— start Extracted information —

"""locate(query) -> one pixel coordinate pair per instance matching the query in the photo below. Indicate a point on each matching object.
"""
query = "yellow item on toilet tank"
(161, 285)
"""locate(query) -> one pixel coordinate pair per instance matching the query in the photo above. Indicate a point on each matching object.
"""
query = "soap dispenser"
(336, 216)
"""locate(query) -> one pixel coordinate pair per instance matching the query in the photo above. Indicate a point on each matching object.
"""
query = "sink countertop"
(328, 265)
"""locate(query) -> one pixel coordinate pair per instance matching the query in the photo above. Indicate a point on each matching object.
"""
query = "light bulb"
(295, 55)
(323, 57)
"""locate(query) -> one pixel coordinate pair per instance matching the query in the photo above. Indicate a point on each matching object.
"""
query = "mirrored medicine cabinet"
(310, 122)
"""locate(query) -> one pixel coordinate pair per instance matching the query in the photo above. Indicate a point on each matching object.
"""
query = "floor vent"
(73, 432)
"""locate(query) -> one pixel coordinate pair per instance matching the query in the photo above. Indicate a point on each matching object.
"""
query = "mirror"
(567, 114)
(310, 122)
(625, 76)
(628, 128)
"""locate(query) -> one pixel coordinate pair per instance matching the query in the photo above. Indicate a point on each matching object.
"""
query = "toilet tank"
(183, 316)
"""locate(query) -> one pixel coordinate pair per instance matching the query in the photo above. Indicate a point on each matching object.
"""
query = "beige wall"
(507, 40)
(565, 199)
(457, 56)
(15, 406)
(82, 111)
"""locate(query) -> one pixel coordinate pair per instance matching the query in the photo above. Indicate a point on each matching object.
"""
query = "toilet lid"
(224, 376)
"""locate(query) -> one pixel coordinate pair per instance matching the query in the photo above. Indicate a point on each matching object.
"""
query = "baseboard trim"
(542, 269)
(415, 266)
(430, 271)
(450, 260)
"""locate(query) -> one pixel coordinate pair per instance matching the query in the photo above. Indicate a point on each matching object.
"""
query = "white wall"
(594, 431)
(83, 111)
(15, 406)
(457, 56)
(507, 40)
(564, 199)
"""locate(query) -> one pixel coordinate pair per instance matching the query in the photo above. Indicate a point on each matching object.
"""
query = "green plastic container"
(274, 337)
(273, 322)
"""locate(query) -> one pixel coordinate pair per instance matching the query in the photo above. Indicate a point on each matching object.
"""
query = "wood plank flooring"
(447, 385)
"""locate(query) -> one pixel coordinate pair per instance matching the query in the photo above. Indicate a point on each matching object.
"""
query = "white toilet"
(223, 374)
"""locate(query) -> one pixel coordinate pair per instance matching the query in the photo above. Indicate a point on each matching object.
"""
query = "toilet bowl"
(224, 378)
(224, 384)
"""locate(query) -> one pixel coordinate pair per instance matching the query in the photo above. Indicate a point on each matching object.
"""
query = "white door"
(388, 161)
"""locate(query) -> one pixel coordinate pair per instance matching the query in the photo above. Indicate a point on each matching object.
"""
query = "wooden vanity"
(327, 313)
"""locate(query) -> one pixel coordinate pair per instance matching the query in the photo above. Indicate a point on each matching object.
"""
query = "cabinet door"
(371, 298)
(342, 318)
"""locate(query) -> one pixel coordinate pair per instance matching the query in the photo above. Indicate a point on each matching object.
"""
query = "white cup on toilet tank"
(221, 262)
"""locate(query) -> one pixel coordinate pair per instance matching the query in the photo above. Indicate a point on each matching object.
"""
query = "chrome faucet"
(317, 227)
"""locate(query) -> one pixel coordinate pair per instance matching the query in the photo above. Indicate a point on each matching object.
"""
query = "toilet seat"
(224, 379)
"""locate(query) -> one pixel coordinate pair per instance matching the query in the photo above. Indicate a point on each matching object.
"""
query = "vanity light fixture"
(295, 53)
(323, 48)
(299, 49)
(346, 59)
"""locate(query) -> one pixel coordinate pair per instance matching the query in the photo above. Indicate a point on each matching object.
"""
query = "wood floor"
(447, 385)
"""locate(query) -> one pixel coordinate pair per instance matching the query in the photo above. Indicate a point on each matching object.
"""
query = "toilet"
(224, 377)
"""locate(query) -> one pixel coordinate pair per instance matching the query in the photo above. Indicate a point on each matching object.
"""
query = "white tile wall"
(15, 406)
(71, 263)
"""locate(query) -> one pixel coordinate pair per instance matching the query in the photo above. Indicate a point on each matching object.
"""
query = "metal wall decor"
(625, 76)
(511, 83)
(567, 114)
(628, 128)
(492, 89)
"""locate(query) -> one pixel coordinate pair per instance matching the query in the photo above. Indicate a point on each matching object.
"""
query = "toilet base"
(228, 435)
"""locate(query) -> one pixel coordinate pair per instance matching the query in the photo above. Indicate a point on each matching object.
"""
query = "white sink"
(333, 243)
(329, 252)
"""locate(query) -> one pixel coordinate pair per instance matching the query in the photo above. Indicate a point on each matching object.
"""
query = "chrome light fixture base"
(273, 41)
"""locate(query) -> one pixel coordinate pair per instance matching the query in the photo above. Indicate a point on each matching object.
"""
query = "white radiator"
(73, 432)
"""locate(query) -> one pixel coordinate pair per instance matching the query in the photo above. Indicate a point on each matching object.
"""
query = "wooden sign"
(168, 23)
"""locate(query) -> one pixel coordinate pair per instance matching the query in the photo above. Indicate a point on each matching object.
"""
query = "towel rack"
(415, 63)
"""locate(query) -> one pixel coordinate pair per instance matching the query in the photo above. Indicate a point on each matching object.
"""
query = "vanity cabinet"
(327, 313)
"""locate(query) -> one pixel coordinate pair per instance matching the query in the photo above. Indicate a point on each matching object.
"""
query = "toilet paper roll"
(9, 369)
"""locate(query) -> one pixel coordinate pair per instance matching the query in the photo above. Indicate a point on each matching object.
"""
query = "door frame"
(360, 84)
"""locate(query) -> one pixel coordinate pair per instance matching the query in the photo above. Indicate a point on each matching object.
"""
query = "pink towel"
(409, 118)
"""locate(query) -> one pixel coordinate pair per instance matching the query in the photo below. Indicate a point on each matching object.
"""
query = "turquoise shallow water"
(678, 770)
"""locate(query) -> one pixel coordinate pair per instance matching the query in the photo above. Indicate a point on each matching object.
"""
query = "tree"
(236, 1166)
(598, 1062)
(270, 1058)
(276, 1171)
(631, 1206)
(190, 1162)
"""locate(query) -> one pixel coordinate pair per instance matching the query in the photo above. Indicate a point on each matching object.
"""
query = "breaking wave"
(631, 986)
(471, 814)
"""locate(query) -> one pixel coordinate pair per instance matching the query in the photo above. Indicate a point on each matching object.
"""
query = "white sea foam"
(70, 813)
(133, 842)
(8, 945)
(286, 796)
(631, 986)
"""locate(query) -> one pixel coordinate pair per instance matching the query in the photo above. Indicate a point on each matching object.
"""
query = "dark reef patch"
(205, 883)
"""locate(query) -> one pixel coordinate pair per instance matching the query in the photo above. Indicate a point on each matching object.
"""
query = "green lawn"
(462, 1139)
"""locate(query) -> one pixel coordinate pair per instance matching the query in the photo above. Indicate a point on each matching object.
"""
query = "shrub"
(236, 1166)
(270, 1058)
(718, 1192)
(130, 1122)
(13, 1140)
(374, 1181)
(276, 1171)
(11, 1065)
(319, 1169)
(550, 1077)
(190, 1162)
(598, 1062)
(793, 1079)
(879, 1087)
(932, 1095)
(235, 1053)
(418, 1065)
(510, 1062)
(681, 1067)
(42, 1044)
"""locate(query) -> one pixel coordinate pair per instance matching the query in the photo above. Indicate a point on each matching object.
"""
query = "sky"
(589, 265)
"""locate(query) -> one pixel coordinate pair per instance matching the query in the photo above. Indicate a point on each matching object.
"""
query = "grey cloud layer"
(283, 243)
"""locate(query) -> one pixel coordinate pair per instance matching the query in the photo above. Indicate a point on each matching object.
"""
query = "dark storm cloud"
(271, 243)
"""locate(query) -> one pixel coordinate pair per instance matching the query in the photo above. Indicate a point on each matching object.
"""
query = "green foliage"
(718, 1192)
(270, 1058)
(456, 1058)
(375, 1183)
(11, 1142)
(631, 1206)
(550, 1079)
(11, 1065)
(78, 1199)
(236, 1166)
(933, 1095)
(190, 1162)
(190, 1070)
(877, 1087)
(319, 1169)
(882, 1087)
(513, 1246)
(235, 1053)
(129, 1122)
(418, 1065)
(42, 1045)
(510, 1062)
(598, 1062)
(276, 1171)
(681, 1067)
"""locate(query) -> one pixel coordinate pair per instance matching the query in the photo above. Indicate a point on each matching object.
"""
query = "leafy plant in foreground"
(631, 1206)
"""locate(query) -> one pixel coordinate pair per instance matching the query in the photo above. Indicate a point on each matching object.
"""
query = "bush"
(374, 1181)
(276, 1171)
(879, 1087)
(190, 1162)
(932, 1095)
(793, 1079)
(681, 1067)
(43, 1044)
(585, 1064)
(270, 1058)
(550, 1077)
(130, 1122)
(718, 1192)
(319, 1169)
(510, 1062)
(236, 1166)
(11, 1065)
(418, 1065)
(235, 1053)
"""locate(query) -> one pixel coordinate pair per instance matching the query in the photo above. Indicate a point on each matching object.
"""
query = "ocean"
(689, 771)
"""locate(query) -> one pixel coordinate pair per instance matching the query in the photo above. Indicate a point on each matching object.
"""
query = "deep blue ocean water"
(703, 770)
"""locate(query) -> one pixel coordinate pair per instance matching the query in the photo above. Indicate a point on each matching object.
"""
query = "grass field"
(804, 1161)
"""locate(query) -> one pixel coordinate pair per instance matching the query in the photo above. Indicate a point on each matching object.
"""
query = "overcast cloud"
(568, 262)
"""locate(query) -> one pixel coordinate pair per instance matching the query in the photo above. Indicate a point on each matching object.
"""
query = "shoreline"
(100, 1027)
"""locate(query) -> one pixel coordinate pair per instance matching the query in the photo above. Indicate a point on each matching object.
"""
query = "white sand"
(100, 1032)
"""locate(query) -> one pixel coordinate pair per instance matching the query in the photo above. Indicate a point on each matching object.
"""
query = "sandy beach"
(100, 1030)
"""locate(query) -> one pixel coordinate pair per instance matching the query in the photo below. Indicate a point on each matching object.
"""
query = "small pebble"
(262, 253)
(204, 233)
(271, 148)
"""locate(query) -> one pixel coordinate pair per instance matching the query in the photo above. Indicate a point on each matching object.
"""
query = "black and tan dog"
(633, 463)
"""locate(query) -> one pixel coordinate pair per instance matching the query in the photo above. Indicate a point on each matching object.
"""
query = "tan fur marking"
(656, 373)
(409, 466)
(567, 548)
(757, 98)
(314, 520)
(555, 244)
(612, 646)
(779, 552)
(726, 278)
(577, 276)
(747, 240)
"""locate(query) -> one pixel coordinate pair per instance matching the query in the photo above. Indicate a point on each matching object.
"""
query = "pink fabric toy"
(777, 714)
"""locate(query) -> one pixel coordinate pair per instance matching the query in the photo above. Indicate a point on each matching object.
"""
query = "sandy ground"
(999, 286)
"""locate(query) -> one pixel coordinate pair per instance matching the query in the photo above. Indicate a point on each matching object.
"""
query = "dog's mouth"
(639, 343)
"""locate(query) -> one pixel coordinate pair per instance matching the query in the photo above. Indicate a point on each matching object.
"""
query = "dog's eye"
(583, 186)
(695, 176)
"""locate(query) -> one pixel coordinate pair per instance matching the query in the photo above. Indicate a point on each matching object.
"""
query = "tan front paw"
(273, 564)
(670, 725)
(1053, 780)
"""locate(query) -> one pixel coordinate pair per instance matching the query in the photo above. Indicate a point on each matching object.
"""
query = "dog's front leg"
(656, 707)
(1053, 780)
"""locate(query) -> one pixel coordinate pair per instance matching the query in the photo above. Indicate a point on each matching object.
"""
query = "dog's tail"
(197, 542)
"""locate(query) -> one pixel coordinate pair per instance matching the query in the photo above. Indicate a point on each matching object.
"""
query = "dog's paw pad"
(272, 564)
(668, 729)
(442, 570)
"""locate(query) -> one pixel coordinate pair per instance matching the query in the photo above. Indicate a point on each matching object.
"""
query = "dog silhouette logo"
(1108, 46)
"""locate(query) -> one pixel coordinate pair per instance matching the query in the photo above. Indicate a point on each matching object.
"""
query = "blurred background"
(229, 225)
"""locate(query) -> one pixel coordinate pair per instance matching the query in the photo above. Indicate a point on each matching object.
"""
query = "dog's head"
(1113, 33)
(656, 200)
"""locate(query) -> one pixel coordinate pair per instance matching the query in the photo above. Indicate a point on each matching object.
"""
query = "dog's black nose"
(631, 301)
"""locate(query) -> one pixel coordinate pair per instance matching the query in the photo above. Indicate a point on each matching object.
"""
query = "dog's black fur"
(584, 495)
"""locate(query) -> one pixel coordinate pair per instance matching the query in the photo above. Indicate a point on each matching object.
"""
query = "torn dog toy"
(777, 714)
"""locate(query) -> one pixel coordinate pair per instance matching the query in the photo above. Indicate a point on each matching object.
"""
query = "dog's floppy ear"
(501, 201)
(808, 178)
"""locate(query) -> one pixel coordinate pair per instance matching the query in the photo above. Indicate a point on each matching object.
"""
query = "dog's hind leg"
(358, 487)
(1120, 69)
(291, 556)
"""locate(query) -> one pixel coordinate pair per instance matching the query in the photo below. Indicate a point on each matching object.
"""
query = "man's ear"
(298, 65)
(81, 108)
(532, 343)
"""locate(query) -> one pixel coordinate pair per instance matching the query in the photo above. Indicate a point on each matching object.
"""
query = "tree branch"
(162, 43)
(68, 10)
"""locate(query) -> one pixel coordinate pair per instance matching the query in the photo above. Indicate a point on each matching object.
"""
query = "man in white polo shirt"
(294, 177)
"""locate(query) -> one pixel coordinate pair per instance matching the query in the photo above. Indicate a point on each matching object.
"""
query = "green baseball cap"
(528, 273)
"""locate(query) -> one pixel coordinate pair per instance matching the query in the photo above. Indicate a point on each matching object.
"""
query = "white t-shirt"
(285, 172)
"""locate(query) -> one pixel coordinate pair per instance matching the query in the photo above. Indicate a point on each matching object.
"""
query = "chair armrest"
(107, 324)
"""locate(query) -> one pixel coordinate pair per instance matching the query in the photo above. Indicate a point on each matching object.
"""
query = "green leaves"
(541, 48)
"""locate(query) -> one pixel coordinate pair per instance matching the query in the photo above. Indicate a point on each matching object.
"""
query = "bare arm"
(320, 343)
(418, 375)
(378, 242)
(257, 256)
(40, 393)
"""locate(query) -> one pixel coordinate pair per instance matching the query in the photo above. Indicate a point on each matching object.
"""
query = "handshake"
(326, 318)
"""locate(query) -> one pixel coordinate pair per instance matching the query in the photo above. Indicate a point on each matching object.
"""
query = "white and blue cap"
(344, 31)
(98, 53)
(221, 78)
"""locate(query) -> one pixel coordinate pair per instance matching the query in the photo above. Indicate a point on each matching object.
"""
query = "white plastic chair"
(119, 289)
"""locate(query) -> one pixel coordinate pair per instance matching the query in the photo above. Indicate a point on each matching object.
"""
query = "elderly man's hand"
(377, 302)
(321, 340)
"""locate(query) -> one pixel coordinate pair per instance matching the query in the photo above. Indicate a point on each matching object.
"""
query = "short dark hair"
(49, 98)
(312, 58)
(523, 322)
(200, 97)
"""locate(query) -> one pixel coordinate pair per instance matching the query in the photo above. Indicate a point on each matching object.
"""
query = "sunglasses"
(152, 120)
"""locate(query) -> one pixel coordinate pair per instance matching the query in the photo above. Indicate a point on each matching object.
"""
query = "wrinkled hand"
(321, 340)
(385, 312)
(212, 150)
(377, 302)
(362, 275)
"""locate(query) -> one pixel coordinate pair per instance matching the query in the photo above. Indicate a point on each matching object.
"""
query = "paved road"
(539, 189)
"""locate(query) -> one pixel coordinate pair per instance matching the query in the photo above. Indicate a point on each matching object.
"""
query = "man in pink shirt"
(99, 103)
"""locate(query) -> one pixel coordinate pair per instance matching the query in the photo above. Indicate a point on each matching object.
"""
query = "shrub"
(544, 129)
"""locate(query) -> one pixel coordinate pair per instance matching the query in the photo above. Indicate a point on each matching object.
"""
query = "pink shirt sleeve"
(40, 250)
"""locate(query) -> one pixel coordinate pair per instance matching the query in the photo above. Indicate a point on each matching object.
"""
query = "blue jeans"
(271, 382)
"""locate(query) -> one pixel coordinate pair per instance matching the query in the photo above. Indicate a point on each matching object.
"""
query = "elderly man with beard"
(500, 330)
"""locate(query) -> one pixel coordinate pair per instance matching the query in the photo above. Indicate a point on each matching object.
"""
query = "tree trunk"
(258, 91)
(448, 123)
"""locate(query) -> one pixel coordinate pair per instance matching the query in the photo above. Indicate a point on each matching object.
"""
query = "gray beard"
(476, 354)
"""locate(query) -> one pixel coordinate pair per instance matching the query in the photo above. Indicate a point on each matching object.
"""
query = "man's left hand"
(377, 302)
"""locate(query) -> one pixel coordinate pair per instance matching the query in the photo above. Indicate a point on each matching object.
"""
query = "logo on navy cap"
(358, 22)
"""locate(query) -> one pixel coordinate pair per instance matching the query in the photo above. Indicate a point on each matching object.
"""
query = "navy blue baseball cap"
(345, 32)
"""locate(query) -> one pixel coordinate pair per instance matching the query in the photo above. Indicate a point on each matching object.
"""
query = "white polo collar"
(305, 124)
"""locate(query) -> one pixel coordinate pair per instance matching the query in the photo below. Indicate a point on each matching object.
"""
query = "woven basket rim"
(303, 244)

— end Extracted information —

Work required:
Select every line of the data above that contains the word "sink", treating case as significant, and reproduce each selected line in full.

Solution:
query = "sink countertop"
query = "white sink"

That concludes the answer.